(Consigne): Relevez dans le texte toutes les causes des violences présentées comme des causes sur lesquelles « nous pouvons agir ».

(Texte):
□ □ □ □ □ □ □
RAPPORT MORAL 2015 AIV BERLIN

Pour écrire ce rapport, j’avais réservé un dimanche après-midi ensoleillé.

Les tristes événements de Paris, que vous connaissez, se sont déroulés entre-temps.

Ils ont bien entendu perturbé ma réflexion sur les vins nobles.

Que vous dire après cette tragédie, et quelle attitude pouvons-nous adopter en tant qu’ « homme du vin », devant une telle situation, face à de telles extrémités ?

L’Académie peut-elle apporter un message capable d’apaiser la haine, de diminuer l’aveuglement ?

Pensons aux causes de ces violences.

Je ne vous parlerai pas ici de politique, de religion, d’économie ou de corruption, là n’est pas mon propos ni mon rôle.

Je pense à d’autres causes sur lesquelles nous pouvons agir, être utile par notre métier :

-La déculturation alimentaire, abandonnée aux grands groupes qui standardisent les produits

-La publicité, qui vend du superflu

-La grande distribution qui asservit les producteurs

-L’exploitation exagérée des sols : engrais chimiques, pesticides

-Une éducation sensorielle oubliée, délaissée par les parents et par l’école

-Des lois qui encouragent certains à boire jusqu’à rouler sous la table, tout en stigmatisant les produits naturels.
□ □ □ □ □ □ □
(Lignes):
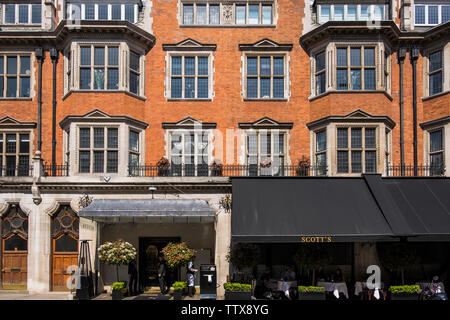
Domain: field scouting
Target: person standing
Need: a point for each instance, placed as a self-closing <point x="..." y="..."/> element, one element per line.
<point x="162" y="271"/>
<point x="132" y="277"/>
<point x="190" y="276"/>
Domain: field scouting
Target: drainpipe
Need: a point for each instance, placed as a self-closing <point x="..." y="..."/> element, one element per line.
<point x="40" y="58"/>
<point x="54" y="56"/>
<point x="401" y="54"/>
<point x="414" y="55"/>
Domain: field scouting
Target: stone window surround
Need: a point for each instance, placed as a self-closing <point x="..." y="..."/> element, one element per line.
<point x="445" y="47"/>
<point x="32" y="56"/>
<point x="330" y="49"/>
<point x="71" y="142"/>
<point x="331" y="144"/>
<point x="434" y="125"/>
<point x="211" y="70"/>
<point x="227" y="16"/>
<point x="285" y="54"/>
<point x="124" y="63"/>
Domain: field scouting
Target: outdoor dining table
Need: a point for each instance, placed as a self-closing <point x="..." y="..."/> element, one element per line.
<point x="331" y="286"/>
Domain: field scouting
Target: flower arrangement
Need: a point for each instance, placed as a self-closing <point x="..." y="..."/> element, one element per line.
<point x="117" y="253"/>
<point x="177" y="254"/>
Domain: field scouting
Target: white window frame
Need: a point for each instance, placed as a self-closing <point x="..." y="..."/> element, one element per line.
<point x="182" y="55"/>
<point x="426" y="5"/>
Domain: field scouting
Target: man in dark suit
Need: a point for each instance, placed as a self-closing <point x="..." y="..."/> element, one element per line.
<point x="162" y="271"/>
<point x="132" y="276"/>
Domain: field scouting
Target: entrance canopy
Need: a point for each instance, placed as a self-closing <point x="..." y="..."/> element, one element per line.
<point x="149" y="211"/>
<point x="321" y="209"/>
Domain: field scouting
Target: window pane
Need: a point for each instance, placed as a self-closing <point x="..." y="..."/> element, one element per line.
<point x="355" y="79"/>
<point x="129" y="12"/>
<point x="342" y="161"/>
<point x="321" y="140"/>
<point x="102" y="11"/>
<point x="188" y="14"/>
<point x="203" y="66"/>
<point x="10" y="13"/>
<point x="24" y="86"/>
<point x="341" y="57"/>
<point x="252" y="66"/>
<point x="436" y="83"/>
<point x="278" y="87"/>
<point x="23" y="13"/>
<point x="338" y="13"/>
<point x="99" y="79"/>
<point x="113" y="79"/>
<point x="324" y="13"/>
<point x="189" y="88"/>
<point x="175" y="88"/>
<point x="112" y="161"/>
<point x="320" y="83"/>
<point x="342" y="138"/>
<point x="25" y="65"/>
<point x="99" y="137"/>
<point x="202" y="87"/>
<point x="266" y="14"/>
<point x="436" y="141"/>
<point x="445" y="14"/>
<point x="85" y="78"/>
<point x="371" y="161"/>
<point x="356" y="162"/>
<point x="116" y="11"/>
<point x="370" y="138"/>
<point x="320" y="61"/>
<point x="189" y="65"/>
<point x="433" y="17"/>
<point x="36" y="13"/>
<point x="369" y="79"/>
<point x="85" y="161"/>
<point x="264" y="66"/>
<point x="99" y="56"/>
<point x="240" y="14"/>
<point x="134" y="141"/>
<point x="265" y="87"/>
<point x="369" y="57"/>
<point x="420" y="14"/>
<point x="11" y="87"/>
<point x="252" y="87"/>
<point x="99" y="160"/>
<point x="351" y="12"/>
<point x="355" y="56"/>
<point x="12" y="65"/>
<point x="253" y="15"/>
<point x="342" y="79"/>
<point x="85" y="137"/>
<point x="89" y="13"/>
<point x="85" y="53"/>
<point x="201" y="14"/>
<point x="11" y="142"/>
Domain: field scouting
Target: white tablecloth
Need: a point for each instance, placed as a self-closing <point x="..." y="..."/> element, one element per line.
□ □ □ □ □ □ □
(Corrigé):
- La déculturation alimentaire, abandonnée aux grands groupes qui standardisent les produits
- La publicité, qui vend du superflu
- La grande distribution qui asservit les producteurs
- L'exploitation exagérée des sols : engrais chimiques, pesticides
- Une éducation sensorielle oubliée, délaissée par les parents et par l'école
- Des lois qui encouragent certains à boire jusqu'à rouler sous la table, tout en stigmatisant les produits naturels